* _Fragmento dado_:
En el Discurso del método de René Descartes, sin embargo, había ya una posibilidad real, mucho más afín, entre la racionalidad y la literatura. Nótese además que Descartes lo escribió en francés, cuando lo común era en latín, y lo escribió en un cuaderno. Pasado el prólogo, el Discurso comienza con esta expresión: “Desde la infancia he sido educado en el estudio de las letras”. Casi Proust. Y después. “Propongo este escrito sólo como una historia, o si prefieres como una fábula”. Contar fábulas. Uno de los puntos de origen más celebrados de la racionalidad moderna, el Discurso del método, entonces, como un libro de aventuras. Aunque ya estaba abierta esta posibilidad desde 1637, no estaba nada claro cómo iba a funcionar en la cabeza de los otros, las apropiaciones, la recepción, los efectos.

La segunda afirmación es la siguiente. Para aproximarnos a un tipo de juego como el de Holanda en la escritura de las ciencias sociales, la clave está, como lo ha estado siempre, en la literatura.

Es un terreno de permanente reflexión escrita. Al interior se debate con gran intensidad las voces narrativas, los efectos, los finales, los diálogos, las metáforas, las atmósferas, el tiempo, la rapidez. Hay creatividad, experimentación y subjetividad. Hay velocidad, espectáculo, imaginación y fantasía. Y al exterior, es un terreno que lidia todo el tiempo con el mercado, el público, la preocupación por los lectores.

* _Datos de anclaje de objetos en lenguaje natural_:

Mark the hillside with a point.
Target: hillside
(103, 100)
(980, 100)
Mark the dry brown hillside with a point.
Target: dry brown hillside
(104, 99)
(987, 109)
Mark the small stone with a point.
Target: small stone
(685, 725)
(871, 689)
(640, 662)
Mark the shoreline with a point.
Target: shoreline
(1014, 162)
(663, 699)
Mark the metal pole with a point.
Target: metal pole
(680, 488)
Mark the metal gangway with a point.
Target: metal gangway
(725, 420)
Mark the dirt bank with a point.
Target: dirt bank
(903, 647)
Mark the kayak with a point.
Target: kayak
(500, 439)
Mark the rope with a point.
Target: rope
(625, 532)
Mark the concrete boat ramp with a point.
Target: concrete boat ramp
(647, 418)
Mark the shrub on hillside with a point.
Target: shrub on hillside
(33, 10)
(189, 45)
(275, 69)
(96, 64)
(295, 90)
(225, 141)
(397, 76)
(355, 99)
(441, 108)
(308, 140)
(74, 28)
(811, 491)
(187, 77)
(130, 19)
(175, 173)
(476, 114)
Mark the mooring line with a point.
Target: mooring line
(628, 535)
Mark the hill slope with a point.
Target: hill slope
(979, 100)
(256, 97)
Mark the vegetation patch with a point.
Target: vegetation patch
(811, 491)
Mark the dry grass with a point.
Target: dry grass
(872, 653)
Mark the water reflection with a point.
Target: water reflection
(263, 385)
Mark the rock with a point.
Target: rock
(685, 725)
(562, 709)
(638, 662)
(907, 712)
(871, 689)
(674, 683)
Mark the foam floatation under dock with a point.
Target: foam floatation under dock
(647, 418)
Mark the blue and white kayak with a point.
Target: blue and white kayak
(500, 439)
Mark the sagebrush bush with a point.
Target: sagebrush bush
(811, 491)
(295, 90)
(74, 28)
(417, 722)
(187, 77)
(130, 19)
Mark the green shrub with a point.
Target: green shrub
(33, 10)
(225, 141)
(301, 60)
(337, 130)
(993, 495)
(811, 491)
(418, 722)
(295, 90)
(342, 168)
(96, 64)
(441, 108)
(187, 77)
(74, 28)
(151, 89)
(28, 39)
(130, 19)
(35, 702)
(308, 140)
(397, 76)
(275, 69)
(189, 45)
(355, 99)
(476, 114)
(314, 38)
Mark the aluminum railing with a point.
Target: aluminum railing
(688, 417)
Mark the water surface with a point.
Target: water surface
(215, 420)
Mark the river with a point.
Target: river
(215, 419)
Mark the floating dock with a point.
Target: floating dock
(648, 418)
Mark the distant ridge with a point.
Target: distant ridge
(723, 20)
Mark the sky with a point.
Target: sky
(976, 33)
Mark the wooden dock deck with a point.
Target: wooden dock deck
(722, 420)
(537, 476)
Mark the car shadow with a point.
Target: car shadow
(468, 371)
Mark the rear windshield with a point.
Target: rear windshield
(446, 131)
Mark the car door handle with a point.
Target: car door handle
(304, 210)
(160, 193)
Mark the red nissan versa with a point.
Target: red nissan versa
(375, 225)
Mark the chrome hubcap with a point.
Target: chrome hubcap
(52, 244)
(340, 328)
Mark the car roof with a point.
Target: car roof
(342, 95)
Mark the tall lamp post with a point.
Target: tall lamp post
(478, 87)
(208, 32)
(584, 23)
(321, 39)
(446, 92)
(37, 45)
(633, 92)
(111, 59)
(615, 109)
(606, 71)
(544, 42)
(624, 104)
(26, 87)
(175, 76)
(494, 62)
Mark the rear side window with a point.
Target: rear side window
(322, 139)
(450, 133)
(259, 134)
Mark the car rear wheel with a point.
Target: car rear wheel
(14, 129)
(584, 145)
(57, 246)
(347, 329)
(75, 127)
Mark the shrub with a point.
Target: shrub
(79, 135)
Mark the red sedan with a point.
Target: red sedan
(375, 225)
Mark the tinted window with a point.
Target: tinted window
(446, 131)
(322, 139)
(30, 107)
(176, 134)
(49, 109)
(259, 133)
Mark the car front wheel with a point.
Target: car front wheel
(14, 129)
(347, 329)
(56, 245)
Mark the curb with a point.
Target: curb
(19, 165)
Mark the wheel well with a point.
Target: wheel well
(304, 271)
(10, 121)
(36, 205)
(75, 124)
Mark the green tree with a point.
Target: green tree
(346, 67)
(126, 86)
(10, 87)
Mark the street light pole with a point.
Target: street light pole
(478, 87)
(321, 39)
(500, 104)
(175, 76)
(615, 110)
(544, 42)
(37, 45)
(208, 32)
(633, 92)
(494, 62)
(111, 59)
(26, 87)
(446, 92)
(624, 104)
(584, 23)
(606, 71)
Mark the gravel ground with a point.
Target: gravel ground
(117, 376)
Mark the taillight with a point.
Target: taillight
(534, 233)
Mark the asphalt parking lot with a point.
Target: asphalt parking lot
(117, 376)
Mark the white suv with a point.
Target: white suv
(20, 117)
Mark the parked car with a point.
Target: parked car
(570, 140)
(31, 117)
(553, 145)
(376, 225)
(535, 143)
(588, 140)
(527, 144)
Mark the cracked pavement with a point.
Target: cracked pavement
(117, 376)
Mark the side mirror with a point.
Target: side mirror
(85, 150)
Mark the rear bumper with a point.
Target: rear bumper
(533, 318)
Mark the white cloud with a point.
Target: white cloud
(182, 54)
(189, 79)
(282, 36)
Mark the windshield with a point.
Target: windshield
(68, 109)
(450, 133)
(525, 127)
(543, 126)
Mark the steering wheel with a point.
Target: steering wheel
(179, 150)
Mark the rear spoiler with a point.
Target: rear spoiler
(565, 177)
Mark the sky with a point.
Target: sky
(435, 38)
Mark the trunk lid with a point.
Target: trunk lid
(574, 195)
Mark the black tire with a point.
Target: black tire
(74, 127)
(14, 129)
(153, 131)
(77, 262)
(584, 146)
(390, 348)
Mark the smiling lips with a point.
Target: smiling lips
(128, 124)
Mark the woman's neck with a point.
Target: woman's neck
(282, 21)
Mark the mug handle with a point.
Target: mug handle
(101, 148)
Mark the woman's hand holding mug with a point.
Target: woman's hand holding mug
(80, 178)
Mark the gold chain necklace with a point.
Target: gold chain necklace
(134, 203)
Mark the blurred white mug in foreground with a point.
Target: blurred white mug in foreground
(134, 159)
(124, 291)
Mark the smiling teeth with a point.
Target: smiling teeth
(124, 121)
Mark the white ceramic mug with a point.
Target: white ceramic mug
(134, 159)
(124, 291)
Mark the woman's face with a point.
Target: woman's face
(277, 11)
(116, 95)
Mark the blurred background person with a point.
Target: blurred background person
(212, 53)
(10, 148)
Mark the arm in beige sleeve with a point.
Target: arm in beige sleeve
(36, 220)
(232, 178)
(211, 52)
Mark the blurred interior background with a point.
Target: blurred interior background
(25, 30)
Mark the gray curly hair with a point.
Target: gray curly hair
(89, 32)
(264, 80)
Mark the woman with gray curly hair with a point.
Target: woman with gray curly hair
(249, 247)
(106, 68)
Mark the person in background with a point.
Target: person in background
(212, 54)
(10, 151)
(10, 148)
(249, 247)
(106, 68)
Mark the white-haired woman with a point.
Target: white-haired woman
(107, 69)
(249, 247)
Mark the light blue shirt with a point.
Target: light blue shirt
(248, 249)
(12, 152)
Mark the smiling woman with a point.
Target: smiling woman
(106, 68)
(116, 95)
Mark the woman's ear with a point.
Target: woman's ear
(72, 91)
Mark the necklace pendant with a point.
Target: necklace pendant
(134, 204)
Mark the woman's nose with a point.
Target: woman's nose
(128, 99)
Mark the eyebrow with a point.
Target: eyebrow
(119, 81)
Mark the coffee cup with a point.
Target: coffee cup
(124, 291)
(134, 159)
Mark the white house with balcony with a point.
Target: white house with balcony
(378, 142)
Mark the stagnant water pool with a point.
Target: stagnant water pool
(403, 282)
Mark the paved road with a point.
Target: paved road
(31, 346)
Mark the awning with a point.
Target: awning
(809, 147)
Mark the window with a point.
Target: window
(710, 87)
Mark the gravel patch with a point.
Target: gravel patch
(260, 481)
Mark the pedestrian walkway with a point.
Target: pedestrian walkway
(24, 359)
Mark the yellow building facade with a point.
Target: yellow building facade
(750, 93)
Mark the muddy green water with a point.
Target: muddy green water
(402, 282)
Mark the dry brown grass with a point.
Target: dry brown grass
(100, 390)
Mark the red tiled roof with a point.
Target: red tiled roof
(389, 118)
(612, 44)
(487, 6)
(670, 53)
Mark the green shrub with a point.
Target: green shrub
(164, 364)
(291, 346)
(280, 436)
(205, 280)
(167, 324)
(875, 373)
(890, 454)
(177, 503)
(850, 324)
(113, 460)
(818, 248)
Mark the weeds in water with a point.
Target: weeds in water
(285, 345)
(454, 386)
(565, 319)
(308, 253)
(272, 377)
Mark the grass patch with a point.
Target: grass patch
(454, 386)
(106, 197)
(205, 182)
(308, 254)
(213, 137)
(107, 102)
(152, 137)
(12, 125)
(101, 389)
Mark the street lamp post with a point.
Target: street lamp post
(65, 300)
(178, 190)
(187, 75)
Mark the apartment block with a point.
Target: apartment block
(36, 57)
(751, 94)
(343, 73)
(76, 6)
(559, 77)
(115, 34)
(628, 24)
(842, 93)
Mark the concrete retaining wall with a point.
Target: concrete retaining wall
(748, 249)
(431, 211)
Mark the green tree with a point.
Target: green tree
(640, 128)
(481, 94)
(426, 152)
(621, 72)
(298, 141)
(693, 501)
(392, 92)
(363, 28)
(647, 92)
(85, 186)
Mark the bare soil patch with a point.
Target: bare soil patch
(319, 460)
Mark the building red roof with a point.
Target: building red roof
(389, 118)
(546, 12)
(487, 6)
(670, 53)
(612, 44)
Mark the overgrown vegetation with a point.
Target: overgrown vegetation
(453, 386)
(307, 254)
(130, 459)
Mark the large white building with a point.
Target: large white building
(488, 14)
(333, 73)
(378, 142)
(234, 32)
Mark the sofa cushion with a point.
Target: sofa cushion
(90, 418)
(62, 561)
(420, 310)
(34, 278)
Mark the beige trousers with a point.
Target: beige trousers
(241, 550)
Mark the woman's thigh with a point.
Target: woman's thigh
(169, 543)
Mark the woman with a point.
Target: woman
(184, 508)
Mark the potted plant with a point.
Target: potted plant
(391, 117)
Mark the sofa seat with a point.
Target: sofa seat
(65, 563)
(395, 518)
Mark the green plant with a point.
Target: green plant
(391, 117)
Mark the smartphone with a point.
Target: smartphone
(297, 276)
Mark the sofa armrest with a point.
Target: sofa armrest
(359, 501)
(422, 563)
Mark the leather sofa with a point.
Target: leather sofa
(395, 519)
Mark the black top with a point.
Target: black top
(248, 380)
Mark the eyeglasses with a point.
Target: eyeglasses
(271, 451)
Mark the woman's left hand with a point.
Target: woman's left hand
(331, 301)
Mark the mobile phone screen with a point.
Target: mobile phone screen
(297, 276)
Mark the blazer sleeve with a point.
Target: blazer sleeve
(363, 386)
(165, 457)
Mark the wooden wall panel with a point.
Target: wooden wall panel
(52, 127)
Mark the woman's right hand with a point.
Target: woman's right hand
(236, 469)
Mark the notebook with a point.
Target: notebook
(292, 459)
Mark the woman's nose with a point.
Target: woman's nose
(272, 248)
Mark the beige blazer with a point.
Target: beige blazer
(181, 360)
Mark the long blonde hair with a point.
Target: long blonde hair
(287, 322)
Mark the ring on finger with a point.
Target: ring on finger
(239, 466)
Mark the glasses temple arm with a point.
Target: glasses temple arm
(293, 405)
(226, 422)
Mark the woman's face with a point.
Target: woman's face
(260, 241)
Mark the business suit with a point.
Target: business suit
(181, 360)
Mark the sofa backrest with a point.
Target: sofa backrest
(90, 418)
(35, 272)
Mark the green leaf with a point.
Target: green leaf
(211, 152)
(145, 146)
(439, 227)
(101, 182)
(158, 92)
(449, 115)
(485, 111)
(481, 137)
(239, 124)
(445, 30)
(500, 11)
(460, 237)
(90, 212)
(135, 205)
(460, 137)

* _Partes del ejercicio_:
- A) Según el fragmento dado, ¿en qué idioma escribió Descartes el Discurso del método?
- B) Indique si cada afirmación concuerda con el fragmento dado y justifíquelo citando literalmente las palabras decisivas: (i) Descartes escribió el Discurso del método en un cuaderno. (ii) La clave para acercarse a ese tipo de juego en la escritura de las ciencias sociales está en la filosofía. (iii) Hacia el exterior, la literatura es un terreno que lidia con el mercado.

* _Respuestas por tarea_:
- A) En francés, cuando lo común era escribir en latín.

- B)
(i) Sí: "y lo escribió en un cuaderno".
(ii) No: "la clave está, como lo ha estado siempre, en la literatura".
(iii) Sí: "es un terreno que lidia todo el tiempo con el mercado".